_MATERIALS PROVIDED_:
______
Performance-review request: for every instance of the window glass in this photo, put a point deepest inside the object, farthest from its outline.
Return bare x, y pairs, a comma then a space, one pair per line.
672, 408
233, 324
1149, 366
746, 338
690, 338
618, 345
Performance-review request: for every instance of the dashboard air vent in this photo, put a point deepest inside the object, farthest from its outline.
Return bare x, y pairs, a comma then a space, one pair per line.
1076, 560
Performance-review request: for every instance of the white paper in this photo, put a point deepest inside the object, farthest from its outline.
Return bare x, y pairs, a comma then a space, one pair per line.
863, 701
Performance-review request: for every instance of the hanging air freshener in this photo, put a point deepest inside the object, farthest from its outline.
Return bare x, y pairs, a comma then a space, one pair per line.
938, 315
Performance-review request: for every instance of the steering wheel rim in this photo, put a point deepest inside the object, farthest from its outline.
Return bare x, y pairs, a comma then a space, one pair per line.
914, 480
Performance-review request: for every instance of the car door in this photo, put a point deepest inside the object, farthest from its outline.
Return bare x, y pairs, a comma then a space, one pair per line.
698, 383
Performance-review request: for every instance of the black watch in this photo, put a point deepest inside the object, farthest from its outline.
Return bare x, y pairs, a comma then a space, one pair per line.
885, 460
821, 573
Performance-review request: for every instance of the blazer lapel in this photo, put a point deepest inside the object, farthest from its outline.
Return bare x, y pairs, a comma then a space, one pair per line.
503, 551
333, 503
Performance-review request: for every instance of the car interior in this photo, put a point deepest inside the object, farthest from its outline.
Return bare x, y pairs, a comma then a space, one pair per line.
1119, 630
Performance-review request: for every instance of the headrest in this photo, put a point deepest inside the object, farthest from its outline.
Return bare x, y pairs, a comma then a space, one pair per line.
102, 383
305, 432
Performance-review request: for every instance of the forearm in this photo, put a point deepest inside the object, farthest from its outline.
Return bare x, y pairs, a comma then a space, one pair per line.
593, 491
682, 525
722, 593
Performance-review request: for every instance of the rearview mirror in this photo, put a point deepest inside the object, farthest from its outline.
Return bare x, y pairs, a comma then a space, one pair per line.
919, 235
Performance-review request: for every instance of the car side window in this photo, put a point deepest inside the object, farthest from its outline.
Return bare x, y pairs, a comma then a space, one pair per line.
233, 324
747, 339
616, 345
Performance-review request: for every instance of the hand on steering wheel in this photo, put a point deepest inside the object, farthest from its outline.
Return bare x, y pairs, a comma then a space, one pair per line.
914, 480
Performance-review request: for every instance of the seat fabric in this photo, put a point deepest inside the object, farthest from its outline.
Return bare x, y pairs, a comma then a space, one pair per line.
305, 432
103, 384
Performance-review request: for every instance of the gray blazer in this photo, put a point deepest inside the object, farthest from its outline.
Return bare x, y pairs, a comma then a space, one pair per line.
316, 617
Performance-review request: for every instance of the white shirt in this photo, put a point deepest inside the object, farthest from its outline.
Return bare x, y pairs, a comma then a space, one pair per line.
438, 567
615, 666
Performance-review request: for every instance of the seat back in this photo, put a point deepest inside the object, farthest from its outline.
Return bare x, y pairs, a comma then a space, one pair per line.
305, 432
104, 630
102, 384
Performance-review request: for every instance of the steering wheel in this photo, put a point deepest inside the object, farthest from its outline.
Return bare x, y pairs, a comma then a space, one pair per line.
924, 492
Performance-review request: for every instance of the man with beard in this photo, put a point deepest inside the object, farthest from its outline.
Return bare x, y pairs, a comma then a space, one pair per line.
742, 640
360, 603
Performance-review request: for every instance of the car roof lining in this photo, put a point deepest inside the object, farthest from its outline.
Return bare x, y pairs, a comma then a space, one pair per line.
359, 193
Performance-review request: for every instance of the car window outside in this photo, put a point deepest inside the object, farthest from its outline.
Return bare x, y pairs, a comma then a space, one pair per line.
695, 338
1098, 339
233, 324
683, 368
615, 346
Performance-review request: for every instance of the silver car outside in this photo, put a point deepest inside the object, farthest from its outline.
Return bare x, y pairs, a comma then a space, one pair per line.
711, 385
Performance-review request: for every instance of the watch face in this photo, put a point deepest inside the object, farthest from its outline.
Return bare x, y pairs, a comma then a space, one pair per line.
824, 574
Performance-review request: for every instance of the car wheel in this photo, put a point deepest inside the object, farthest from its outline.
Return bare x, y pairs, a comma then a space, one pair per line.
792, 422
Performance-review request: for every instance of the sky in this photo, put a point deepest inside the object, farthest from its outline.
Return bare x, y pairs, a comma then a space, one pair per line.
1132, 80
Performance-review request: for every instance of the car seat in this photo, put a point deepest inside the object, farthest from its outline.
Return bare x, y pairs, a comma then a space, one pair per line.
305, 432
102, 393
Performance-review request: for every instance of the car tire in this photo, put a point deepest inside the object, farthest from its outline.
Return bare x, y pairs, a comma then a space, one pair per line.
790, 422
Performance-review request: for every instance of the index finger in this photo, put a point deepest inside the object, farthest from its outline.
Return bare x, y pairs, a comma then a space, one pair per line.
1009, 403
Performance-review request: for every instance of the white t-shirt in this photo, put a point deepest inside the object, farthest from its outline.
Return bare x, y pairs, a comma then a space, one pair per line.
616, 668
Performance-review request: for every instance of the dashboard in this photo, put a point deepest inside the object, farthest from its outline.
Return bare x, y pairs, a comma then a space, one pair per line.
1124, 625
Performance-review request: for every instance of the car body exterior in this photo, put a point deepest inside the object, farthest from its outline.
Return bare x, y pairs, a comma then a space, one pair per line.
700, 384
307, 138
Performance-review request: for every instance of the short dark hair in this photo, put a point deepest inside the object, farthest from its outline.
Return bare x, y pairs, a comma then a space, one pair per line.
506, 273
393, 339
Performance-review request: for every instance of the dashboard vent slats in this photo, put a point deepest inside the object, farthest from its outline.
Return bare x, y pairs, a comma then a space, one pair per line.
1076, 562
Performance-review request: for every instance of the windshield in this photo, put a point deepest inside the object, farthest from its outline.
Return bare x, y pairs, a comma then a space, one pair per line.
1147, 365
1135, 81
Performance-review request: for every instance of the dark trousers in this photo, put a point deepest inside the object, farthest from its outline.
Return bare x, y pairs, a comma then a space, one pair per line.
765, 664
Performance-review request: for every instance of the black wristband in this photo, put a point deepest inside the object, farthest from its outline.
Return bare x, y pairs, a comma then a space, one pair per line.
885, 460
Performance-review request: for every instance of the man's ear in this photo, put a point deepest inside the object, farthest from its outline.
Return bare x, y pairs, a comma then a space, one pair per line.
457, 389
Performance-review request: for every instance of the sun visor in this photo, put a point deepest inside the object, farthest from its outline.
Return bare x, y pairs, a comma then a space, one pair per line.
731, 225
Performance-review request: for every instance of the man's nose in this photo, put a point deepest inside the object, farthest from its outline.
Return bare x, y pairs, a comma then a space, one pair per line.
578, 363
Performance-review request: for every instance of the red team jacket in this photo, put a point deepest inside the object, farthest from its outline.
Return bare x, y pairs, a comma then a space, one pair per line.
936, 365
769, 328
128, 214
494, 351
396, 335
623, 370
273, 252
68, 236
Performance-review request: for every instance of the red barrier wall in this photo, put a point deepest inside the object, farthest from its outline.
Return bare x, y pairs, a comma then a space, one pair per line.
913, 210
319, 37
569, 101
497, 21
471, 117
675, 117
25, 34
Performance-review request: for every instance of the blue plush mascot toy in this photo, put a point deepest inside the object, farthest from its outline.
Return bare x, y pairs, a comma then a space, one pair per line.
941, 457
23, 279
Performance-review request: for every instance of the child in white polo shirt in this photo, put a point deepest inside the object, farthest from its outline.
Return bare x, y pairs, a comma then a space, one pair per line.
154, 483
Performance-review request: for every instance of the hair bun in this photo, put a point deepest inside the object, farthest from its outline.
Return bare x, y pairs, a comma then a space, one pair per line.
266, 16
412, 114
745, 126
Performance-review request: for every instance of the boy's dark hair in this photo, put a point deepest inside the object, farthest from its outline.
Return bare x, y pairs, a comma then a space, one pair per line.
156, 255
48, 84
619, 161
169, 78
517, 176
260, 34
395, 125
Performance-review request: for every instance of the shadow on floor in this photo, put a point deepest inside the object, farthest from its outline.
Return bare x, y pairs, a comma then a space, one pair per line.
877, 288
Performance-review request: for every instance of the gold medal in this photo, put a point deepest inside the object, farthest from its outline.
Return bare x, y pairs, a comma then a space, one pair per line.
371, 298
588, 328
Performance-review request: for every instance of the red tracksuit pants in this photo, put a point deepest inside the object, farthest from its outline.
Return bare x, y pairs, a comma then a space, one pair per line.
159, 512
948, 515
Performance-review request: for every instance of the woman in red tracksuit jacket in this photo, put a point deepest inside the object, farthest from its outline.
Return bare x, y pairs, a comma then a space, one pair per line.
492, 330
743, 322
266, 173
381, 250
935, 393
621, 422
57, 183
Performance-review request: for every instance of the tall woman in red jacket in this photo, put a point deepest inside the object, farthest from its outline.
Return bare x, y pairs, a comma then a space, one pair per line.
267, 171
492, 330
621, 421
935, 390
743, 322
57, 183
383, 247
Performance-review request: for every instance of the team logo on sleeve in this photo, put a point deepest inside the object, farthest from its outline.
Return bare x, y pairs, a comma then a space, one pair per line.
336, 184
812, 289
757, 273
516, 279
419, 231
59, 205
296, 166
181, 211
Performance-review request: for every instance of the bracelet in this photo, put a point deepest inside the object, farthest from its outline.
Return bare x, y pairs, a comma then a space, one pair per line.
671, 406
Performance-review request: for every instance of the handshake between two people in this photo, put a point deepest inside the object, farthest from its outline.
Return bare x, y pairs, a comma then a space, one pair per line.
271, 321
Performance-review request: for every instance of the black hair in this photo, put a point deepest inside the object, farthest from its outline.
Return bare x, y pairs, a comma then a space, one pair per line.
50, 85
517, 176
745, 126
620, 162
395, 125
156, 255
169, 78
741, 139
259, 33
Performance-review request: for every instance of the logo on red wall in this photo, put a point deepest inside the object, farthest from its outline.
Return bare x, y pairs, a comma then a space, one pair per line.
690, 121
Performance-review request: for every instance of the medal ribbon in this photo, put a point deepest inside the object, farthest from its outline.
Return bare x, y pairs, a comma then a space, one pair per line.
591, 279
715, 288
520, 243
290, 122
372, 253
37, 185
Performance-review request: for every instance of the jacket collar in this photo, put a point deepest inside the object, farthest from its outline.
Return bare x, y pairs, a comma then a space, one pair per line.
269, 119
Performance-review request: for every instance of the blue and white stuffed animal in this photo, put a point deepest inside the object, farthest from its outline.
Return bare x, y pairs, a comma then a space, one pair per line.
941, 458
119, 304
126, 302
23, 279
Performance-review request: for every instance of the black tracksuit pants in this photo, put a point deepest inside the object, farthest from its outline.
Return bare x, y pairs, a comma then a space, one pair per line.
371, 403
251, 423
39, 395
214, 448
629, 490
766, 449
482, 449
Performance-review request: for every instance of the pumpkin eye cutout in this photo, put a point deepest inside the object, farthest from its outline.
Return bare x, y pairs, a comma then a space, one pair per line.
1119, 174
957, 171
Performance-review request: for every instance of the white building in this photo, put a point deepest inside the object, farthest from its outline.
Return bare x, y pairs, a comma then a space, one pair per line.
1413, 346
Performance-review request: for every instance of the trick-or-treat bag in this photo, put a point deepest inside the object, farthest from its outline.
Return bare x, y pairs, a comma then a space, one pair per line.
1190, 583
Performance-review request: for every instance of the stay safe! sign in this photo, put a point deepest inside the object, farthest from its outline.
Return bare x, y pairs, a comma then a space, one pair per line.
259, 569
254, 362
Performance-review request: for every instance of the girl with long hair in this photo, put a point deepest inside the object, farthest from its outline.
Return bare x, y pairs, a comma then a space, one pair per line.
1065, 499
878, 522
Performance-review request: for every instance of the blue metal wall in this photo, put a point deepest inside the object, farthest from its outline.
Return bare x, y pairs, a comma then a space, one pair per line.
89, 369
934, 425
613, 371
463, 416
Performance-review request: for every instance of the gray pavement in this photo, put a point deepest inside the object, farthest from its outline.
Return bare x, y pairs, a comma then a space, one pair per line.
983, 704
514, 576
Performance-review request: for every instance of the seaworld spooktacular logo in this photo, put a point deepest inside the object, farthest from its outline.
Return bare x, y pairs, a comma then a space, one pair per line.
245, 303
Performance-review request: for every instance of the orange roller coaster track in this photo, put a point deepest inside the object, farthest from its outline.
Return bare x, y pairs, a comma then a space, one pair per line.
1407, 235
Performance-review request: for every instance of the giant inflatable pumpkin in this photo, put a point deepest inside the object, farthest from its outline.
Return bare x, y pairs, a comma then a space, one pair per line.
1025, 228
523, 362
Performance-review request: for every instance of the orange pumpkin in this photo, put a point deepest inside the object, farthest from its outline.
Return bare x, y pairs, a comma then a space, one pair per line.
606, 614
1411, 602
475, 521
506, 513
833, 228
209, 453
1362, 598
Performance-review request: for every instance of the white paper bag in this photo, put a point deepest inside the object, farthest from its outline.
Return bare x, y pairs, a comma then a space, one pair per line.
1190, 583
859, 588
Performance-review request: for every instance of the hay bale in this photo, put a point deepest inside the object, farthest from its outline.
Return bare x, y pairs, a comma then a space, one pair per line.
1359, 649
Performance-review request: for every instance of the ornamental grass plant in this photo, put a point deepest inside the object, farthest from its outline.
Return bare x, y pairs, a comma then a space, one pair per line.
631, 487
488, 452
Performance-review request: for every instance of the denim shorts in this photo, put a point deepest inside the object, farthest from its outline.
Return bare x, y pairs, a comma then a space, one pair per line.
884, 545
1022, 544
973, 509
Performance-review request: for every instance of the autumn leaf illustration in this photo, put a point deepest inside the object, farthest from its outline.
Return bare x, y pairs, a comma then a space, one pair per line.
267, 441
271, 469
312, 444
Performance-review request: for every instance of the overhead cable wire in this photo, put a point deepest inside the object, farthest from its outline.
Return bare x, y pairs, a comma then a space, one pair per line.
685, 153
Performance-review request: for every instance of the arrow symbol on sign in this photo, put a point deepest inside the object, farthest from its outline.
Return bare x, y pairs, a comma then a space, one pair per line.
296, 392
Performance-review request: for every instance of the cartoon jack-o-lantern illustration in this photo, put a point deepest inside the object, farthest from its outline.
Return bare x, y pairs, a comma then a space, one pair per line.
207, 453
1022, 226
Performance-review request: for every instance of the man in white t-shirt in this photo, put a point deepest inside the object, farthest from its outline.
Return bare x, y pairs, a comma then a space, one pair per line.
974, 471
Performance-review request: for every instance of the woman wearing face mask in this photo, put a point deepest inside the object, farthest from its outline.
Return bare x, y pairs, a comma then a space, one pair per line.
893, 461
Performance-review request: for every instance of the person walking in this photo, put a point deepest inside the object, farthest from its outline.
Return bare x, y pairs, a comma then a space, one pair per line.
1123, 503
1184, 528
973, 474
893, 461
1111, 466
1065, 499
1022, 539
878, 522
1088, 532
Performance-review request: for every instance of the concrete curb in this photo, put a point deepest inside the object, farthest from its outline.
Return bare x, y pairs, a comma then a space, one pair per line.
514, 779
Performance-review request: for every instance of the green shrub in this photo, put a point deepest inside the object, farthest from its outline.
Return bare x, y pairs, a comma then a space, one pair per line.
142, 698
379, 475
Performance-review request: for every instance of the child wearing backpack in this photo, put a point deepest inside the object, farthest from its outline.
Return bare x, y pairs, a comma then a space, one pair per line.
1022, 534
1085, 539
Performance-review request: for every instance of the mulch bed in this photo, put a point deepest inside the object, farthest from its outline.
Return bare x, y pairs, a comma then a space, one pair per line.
______
_THE PROBLEM_: Starting from the line containing "Performance-review request: for every instance of the concrete" and ending with the final line of the data, reproduce each line exactly as it appears, including no other lines.

_RESPONSE_:
Performance-review request: for every instance of the concrete curb in this photo, put a point deepest inside the object, farthest from its outline.
Return bare x, y pairs, a comma then a space, one pair per line.
514, 779
Performance-review request: for every instance of the green shrub in this photo, put a point deepest inside the object, farthest from its outline.
Return bare x, y pairs, a comma then a space, one pair per line.
142, 698
379, 475
Performance-review request: for every instance of the child wearing backpack in this photo, put a point deepest inside the object, farthest from its outline.
Return bare x, y pairs, a comma then a space, one pair per line.
1022, 534
1085, 539
Performance-review request: for every instance of the mulch bed in this photo, put a point deepest inside the object, farthest from its outline.
Return bare x, y pairs, a comma then a space, one pair per line.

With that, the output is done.